WHAT THE TASK ASKS | Write a continuation of the passage below on sharing a user's profile with a restaurant waiter, starting right after its final sentence.

Figure 4 describes a method where the user's profile is shared with a third party. Here, considering an example of a restaurant a waiter can obtain the profile of their customer using the interactive device. When the user enters a restaurant 70, their position is, identified either by the indoor GPS co-ordinates 71, or the user taps their phone against NFC 72. This information is then conveyed to the server. Further, the user will be tracked using the images obtained from the camera. At any point, the server can associate the user's profile with the co-ordinate of the user. The device is then immediately associated with the server 74. When the user makes a gesture 75 this is captured by the camera, the waiter obtains the profile of the user from the server 76. Alternatively, facial recognition 73 can also be used in such situations. Here, the profile of the user is already stored on the server. Once their face is recognized, a link is created between the user and their profile. The user is now tracked. Once they waves, their profile their profile is shared with the third party.

RECORDS |
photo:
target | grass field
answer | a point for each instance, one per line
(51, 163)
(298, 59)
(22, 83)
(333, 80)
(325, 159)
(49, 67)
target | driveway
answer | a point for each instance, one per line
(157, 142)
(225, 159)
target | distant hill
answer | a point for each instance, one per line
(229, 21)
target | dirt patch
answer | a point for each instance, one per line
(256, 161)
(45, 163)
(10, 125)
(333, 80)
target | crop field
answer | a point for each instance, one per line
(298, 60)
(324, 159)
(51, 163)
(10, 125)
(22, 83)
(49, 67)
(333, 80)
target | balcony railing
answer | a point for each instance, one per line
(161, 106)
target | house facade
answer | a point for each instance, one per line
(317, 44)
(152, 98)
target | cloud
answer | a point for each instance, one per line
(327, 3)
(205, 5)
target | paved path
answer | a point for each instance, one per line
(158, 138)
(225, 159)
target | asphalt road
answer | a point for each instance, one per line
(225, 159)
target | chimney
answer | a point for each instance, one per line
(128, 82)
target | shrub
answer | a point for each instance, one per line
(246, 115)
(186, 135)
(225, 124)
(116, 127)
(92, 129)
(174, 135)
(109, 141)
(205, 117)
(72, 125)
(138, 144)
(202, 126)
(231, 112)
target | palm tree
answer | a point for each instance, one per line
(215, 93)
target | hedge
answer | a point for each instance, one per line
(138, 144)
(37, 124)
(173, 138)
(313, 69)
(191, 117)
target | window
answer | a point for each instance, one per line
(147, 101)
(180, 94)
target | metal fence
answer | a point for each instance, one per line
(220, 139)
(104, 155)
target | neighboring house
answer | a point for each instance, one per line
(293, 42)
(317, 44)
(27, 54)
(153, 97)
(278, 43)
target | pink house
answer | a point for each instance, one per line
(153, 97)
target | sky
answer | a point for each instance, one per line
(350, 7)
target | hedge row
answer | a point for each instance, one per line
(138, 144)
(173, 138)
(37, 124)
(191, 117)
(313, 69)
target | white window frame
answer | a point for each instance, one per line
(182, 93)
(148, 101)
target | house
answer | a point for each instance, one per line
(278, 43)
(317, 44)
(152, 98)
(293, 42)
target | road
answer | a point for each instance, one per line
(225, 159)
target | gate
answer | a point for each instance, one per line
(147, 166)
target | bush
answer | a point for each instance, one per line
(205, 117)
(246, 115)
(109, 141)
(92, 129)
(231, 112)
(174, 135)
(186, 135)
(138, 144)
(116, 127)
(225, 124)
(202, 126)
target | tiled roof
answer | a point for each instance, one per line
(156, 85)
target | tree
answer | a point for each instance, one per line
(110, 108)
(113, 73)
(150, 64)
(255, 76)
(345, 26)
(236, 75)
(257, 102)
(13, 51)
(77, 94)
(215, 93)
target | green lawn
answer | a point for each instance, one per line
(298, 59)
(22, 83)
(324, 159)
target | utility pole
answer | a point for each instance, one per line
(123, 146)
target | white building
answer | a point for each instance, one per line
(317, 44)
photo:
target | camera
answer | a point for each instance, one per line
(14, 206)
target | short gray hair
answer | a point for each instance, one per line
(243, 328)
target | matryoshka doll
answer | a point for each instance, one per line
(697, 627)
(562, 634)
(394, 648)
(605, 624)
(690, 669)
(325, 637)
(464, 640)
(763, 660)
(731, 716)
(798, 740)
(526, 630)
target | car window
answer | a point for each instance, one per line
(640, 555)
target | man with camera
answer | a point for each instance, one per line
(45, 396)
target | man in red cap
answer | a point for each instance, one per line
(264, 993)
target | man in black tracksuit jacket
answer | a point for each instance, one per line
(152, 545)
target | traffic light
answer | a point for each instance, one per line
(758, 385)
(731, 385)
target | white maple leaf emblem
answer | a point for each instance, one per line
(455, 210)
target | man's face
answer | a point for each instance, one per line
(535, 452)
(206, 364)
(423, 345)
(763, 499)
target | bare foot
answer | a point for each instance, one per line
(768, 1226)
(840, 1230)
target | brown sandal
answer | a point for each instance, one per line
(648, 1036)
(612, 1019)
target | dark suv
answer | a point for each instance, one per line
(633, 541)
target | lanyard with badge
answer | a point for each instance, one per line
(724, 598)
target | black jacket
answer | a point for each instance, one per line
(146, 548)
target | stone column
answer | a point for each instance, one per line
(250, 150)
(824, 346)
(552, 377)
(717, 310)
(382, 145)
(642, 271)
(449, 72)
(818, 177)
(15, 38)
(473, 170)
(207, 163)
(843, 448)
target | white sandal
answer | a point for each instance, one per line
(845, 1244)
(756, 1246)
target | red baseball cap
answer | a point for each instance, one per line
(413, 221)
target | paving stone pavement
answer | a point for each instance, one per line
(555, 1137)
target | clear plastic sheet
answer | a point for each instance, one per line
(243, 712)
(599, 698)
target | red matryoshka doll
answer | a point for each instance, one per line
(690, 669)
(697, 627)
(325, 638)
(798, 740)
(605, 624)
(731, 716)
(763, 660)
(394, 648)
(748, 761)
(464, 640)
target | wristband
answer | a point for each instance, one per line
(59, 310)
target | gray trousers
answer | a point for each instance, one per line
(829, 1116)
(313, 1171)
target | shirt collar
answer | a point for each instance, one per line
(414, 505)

TASK RESPONSE |
Figure 5 describes the architecture of the present invention. During initialization, the user's position is captured in a position co-ordinate table 94. A camera 90 installed in the room captures multiple events 91 associated with the user, having a mobile device 89, being any of a mobile phone, PDA, etc. Here, the event is the gesture made by the user. The event detection 91 is used to upload this video to the server 92. The event detection layer 91 could be detecting a person, motion detection, or an action to be performed. The computer vision layer 93 processes the video stream to get the appropriate gesture. Further, the, visual analytics layer 95 will process the state of the device and the gestures to generate appropriate notifications 96 for the devices. Once the devices 97a and 97b are notified, they get registered 98 and the information about the state of the device gets stored in the server in the form of a state table. Further, the devices 97a and 97b are connected to a device state layer 99 to determine the state of the devices 97a and 97b. The device state layer 99 is connected to the visual analytics layer. The user will set priority of the device states manually. For example, they can set all the states involving sound as the highest priority. Further, they can set all states involving light as the second highest priority and then entertainment and so on. All states of the devices are classified into groupings such as audio, light, entertainment etc. Certain intelligent contextual algorithms are used to determine the action on the devices. Here, the contextual algorithm will consider the state of all the devices and assign priorities to them based upon user settings. It will then provide the gesture information to the device having its state as the highest priority. For example, if audio is the highest priority and a phone is ringing, the phone's state is at the highest priority. As soon as a gesture is made, the phone is notified. Here, the devices to be controlled could be present in a room, a restaurant, an aircraft, etc. and they are controlled based on the user's preference.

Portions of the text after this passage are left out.